About this exercise:
Nothing is to be altered; the data must be repeated exactly.

Material supplied:

*****

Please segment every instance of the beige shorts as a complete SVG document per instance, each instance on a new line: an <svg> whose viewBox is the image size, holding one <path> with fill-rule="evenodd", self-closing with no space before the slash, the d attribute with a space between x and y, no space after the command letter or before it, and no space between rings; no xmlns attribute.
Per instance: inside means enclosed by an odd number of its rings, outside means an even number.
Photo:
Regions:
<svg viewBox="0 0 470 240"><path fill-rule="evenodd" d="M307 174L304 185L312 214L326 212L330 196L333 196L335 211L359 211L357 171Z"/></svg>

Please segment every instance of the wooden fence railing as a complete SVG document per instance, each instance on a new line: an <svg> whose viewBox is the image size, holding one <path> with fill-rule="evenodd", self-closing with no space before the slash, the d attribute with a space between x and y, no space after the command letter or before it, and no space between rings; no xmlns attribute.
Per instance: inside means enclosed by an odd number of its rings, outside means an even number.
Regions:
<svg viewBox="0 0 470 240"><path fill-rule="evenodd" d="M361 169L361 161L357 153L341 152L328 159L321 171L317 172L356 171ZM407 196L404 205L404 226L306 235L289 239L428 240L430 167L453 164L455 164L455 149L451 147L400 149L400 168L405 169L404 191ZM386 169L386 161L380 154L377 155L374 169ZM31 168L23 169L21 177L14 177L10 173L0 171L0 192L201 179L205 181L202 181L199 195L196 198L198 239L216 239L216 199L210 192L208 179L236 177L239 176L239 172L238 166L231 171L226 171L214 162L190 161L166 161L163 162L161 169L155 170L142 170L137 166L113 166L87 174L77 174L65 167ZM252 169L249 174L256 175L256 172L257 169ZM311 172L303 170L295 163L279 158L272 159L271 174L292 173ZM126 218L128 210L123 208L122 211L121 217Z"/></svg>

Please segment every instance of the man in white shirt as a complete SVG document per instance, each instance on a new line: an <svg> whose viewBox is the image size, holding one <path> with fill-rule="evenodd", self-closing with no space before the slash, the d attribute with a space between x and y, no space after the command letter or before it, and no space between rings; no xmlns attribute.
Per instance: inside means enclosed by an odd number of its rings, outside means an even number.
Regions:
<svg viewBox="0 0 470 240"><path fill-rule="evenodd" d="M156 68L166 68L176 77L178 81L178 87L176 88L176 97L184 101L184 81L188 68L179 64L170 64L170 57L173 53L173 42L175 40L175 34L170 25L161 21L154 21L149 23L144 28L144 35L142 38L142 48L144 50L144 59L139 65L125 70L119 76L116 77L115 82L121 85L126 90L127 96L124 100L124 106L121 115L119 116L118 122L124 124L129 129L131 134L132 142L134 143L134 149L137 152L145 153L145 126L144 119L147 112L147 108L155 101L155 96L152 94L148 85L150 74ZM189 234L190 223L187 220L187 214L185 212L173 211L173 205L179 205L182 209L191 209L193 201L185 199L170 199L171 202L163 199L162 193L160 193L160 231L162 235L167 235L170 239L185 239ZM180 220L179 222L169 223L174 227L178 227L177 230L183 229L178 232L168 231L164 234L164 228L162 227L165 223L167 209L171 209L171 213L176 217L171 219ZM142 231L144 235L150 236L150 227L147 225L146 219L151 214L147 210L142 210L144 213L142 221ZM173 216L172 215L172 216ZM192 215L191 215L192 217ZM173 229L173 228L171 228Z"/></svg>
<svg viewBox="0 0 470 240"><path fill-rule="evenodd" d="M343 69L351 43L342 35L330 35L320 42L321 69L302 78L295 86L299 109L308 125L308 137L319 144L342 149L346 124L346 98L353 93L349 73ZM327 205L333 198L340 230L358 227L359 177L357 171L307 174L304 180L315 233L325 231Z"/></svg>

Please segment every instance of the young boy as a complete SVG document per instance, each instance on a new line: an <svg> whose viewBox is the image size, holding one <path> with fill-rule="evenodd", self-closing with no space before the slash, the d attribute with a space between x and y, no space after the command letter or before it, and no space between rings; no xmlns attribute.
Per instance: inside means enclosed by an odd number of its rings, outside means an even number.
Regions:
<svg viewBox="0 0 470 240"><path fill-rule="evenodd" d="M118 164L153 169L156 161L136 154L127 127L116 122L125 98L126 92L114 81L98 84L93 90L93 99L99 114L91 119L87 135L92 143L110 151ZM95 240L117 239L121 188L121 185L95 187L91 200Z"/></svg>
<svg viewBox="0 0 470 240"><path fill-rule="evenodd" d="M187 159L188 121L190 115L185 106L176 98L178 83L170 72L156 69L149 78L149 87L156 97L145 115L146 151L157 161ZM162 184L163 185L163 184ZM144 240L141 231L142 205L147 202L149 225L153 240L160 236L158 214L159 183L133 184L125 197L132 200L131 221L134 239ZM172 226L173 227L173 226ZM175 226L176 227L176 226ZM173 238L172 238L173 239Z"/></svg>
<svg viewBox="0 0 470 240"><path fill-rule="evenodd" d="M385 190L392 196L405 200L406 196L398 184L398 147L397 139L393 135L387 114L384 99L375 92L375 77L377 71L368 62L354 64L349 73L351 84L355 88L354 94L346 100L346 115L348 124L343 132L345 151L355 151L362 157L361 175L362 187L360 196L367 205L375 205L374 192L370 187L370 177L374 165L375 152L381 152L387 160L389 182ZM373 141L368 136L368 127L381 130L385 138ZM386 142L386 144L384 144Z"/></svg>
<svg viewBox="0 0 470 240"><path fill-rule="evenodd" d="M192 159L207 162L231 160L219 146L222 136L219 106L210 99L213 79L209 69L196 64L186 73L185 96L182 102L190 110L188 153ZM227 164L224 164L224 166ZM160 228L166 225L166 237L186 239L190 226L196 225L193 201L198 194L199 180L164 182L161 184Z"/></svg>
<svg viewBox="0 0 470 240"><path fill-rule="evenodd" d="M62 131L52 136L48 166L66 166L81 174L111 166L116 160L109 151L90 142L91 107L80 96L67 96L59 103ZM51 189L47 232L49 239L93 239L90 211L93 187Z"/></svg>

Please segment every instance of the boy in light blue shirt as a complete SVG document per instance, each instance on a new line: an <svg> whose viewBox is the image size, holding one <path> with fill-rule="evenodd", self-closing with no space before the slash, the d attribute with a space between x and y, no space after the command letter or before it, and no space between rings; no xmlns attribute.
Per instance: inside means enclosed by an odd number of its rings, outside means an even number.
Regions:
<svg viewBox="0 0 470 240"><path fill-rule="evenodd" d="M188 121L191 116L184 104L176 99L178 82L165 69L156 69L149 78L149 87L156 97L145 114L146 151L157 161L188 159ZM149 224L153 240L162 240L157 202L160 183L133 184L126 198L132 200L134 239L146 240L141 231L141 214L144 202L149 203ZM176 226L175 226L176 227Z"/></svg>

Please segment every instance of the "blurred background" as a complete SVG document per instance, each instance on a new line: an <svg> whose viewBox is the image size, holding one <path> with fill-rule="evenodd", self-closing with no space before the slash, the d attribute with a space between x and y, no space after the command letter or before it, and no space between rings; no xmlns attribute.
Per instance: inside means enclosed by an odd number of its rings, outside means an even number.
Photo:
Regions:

*****

Response:
Please segment every instance of the beige shorts as a complete SVG document per instance, each instance on a new line: an <svg> whose viewBox is the image size, holding one <path> with fill-rule="evenodd", self-closing with no space before the slash, the d attribute with a space between x and y, no space after the command letter or before it, and no space between rings; no xmlns attribute.
Per instance: inside means enclosed by an odd number of its rings, outside means an even number.
Photo:
Regions:
<svg viewBox="0 0 470 240"><path fill-rule="evenodd" d="M307 174L304 185L312 214L326 212L330 196L333 196L335 211L359 211L357 171Z"/></svg>

Please segment every instance of the wooden fence railing as a complete SVG document per instance, each instance on a new line: an <svg> whose viewBox is the image size, holding one <path> with fill-rule="evenodd", self-closing with no space before the slash, the d attribute with a space between x and y, no space after the command letter or before it, and no space between rings; no xmlns attribute.
Per instance: inside means enclosed by an odd number of its rings, outside means an even number.
Regions:
<svg viewBox="0 0 470 240"><path fill-rule="evenodd" d="M361 169L361 161L357 153L341 152L328 159L321 171L317 172L356 171ZM407 196L404 205L404 226L306 235L289 239L428 240L430 167L453 164L455 164L455 149L451 147L400 149L400 168L405 169L404 191ZM386 169L386 161L380 154L377 155L374 169ZM31 168L23 169L21 177L14 177L10 173L0 171L0 192L201 179L205 181L202 181L199 195L196 198L198 239L216 239L216 199L210 192L208 179L236 177L239 176L239 172L238 166L231 171L226 171L214 162L190 161L166 161L163 162L161 169L155 170L142 170L137 166L113 166L87 174L77 174L65 167ZM252 169L249 174L256 175L256 172L257 169ZM311 172L303 170L295 163L279 158L272 159L271 174L292 173ZM126 218L128 210L123 208L122 211L121 217Z"/></svg>

Please segment every instance of the man in white shirt as a complete SVG document per instance, each instance on a new line: an <svg> whose viewBox is the image size, holding one <path> with fill-rule="evenodd", self-closing with no space before the slash, the d attribute with a space between x and y, no space after the command letter or before it, and no space between rings; no xmlns attribute.
Per instance: inside means enclosed by an odd number of its rings, outside means an even number.
Regions:
<svg viewBox="0 0 470 240"><path fill-rule="evenodd" d="M156 68L166 68L176 77L178 81L178 87L176 88L176 97L184 101L184 81L188 68L179 64L170 64L170 57L173 53L173 42L175 40L175 34L170 25L161 21L154 21L149 23L144 28L144 35L142 38L142 48L144 50L144 59L139 65L125 70L119 76L116 77L115 82L121 85L126 90L127 96L124 100L124 106L121 115L119 116L118 122L124 124L129 129L131 134L132 142L134 143L134 149L137 152L145 153L145 126L144 119L147 112L147 108L155 101L155 96L152 94L148 85L150 74ZM189 234L190 223L187 220L187 214L185 212L173 211L173 205L179 205L182 209L191 209L193 201L185 199L170 199L171 202L163 199L162 193L160 193L160 231L162 235L167 235L170 239L185 239ZM180 220L179 222L169 223L174 227L178 227L177 230L183 229L178 232L168 231L164 234L164 228L162 227L165 223L167 209L171 209L171 213L176 217L171 219ZM142 231L144 235L150 236L150 227L147 225L146 219L151 214L147 210L142 210L144 213L142 221ZM173 216L172 215L172 216ZM192 215L191 215L192 217ZM173 229L173 228L171 228Z"/></svg>
<svg viewBox="0 0 470 240"><path fill-rule="evenodd" d="M343 69L351 43L342 35L330 35L320 42L321 69L302 78L295 86L299 109L308 125L308 137L319 144L342 149L346 124L346 98L353 93L349 73ZM327 205L333 198L340 230L358 227L359 177L357 171L307 174L304 180L315 233L325 231Z"/></svg>

Please segment every instance of the young boy as a complete SVG document per instance, each instance on a new line: an <svg> whose viewBox is the image size, holding one <path> with fill-rule="evenodd", self-closing with no space before the slash, the d attribute with a space between x and y, no space after the command letter or before it, and no space between rings; no xmlns attribute.
Per instance: inside means enclosed by an odd number of its rings, outside means an even number.
Regions:
<svg viewBox="0 0 470 240"><path fill-rule="evenodd" d="M118 164L153 169L156 161L136 154L127 127L116 122L125 98L126 92L114 81L98 84L93 90L93 99L99 114L91 119L87 135L92 143L110 151ZM95 240L117 239L121 188L121 185L95 187L91 200Z"/></svg>
<svg viewBox="0 0 470 240"><path fill-rule="evenodd" d="M187 159L188 121L190 115L185 106L176 98L178 83L170 72L156 69L149 78L149 87L156 97L145 115L146 151L157 161ZM162 184L163 185L163 184ZM144 240L141 231L142 205L147 202L149 225L153 240L160 236L158 214L159 183L133 184L125 197L132 200L131 221L134 239ZM172 226L173 227L173 226ZM175 226L176 227L176 226ZM173 238L172 238L173 239Z"/></svg>
<svg viewBox="0 0 470 240"><path fill-rule="evenodd" d="M385 190L392 196L405 200L406 196L398 184L398 147L397 139L393 135L387 114L384 99L375 92L375 77L377 71L368 62L354 64L349 73L351 84L355 88L354 94L346 100L346 115L348 124L343 132L345 151L355 151L362 157L361 175L362 187L360 196L367 205L375 205L374 192L370 187L370 177L374 165L375 152L381 152L387 160L389 182ZM373 141L368 136L368 127L381 130L385 138ZM386 142L386 144L384 144Z"/></svg>
<svg viewBox="0 0 470 240"><path fill-rule="evenodd" d="M192 159L207 162L231 160L219 146L222 136L219 106L210 99L213 79L209 69L196 64L186 73L185 96L182 102L190 110L188 153ZM227 164L224 164L224 166ZM160 228L166 225L166 237L186 239L190 226L196 225L193 201L198 194L199 180L164 182L161 184Z"/></svg>
<svg viewBox="0 0 470 240"><path fill-rule="evenodd" d="M62 131L52 136L48 166L66 166L81 174L111 166L116 160L109 151L90 142L91 107L80 96L67 96L59 103ZM51 189L47 232L49 239L93 239L90 211L93 187Z"/></svg>

Please segment every instance of the boy in light blue shirt as a complete SVG document per instance, each instance on a new line: an <svg> whose viewBox is the image size, holding one <path> with fill-rule="evenodd", self-closing with no space before the slash, the d attribute with a space between x and y, no space after the command letter or before it, and no space between rings; no xmlns attribute.
Per instance: inside means enclosed by an odd number of its rings, outside means an even number.
Regions:
<svg viewBox="0 0 470 240"><path fill-rule="evenodd" d="M188 121L191 116L184 104L176 99L178 82L165 69L156 69L149 78L149 87L156 97L145 114L146 151L157 161L188 159ZM149 224L153 240L162 240L157 202L160 183L133 184L126 198L132 200L134 239L146 240L141 231L141 214L144 202L149 203ZM176 226L175 226L176 227Z"/></svg>

Please segment every instance of the "blurred background" as a complete SVG document per instance, each instance on a new line: an <svg> whose viewBox is the image size, holding one <path> with fill-rule="evenodd", self-closing with no space before the slash, the d attribute with a space between x and y, no space after the command letter or before it, and no space between rings; no xmlns attribute.
Per instance: inside means enclosed by an odd number of its rings, outside means an even number.
Photo:
Regions:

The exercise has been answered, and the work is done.